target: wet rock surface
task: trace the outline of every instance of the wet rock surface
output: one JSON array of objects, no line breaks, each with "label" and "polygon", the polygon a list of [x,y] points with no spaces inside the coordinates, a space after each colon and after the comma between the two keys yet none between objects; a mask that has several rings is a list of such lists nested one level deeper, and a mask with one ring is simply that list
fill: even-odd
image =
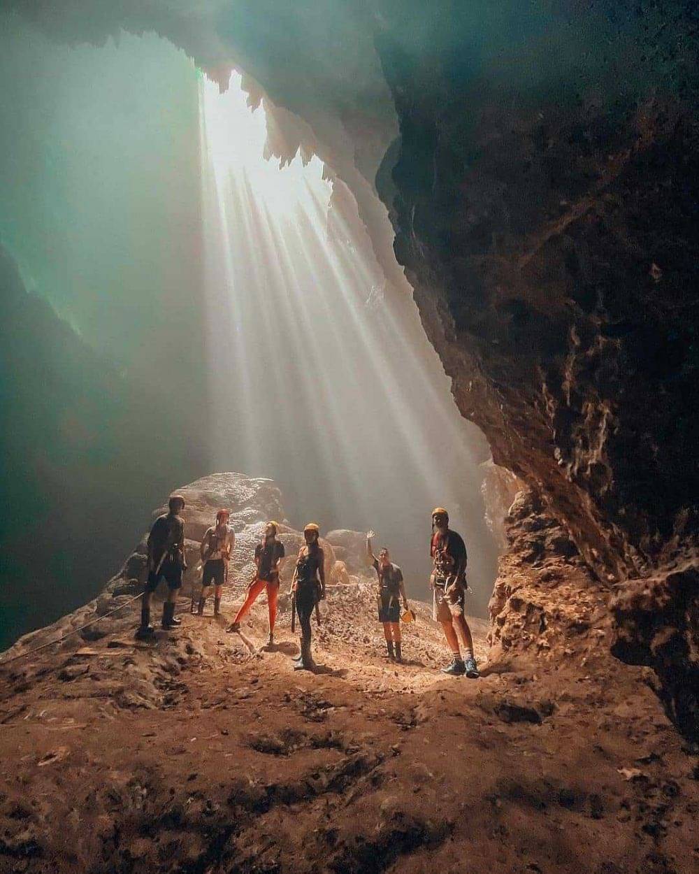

• • • • • • •

▶ _Aim_: Please give the records above again, character for character, leaving out the pictures.

▶ _Solution for this problem_:
target: wet rock surface
task: trace the outline of every instance of the wet rock surface
output: one JSON array of objects, no line breaks, each with "label" and "polygon", the polygon a list of [x,y] points with no spaces inside the coordinates, a space after each colon and after the comma between the two keys yet none between objects; a mask that has several rings is a list of such lists nested one level deeper, and a mask with one ring is simply that list
fill: even-odd
image =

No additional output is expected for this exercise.